━━━━━ Provided material ━━━━━

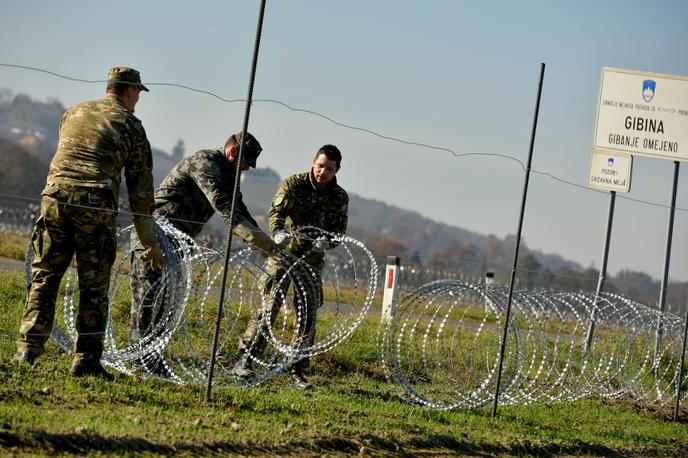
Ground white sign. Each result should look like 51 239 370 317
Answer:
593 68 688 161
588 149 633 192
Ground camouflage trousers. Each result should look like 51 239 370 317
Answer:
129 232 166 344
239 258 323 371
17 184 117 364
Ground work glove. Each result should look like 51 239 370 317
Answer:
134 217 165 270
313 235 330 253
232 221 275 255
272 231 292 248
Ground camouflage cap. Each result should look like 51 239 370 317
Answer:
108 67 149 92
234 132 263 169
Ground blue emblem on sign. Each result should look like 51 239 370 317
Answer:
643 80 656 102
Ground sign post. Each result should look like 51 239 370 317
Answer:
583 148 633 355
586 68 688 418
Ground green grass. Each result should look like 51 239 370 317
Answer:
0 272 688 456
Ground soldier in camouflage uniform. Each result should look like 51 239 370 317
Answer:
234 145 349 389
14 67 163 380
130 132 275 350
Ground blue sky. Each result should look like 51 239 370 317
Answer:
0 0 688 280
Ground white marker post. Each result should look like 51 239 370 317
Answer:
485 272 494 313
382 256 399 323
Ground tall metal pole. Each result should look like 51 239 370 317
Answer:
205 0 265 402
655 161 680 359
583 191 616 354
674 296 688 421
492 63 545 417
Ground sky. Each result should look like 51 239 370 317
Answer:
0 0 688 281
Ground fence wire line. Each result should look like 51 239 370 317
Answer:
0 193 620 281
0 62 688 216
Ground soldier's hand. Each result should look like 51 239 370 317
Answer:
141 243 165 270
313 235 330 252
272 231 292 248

━━━━━
━━━━━ Provided material ━━━━━

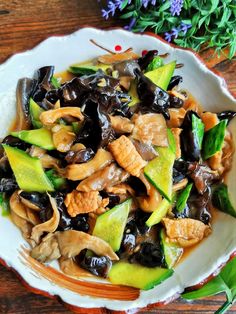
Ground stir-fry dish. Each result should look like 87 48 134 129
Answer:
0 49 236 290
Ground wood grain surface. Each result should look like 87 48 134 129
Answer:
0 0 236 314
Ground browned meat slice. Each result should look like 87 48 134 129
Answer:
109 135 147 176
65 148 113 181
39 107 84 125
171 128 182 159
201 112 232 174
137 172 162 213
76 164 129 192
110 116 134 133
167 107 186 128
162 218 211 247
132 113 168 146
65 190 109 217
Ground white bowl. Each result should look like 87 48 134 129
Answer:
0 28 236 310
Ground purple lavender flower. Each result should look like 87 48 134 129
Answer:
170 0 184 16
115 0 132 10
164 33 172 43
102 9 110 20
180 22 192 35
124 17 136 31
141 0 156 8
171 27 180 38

━━━━━

> **Required task**
Reproduce without alteration everything in the records from the line containing "Ground white sign." down to the line containing "130 132 275 350", with both of those lines included.

> **The completed task**
Ground white sign. Each result should look like 51 239 370 317
Answer:
593 68 688 161
588 149 633 192
Ground camouflage trousers. Each result should look like 51 239 370 317
Answer:
129 232 166 344
239 258 323 371
17 184 117 364
Ground work glove. Each result should look like 51 239 370 317
Answer:
134 217 165 270
313 235 330 253
232 221 275 255
272 231 292 248
Ground camouflage cap. Each result should look like 51 239 370 317
Answer:
108 67 149 92
234 132 263 169
Ground blue emblem on sign. Each result should look like 51 239 370 317
Answer:
643 80 656 102
Ground sign post. Each result should look like 51 239 370 317
Answer:
583 148 633 355
586 68 688 418
Ground green grass. Each result should look like 51 239 370 317
Answer:
0 272 688 456
Ground soldier in camouflage uniform. Each result should look like 51 239 370 317
Answer:
234 145 349 389
14 67 163 380
130 132 275 350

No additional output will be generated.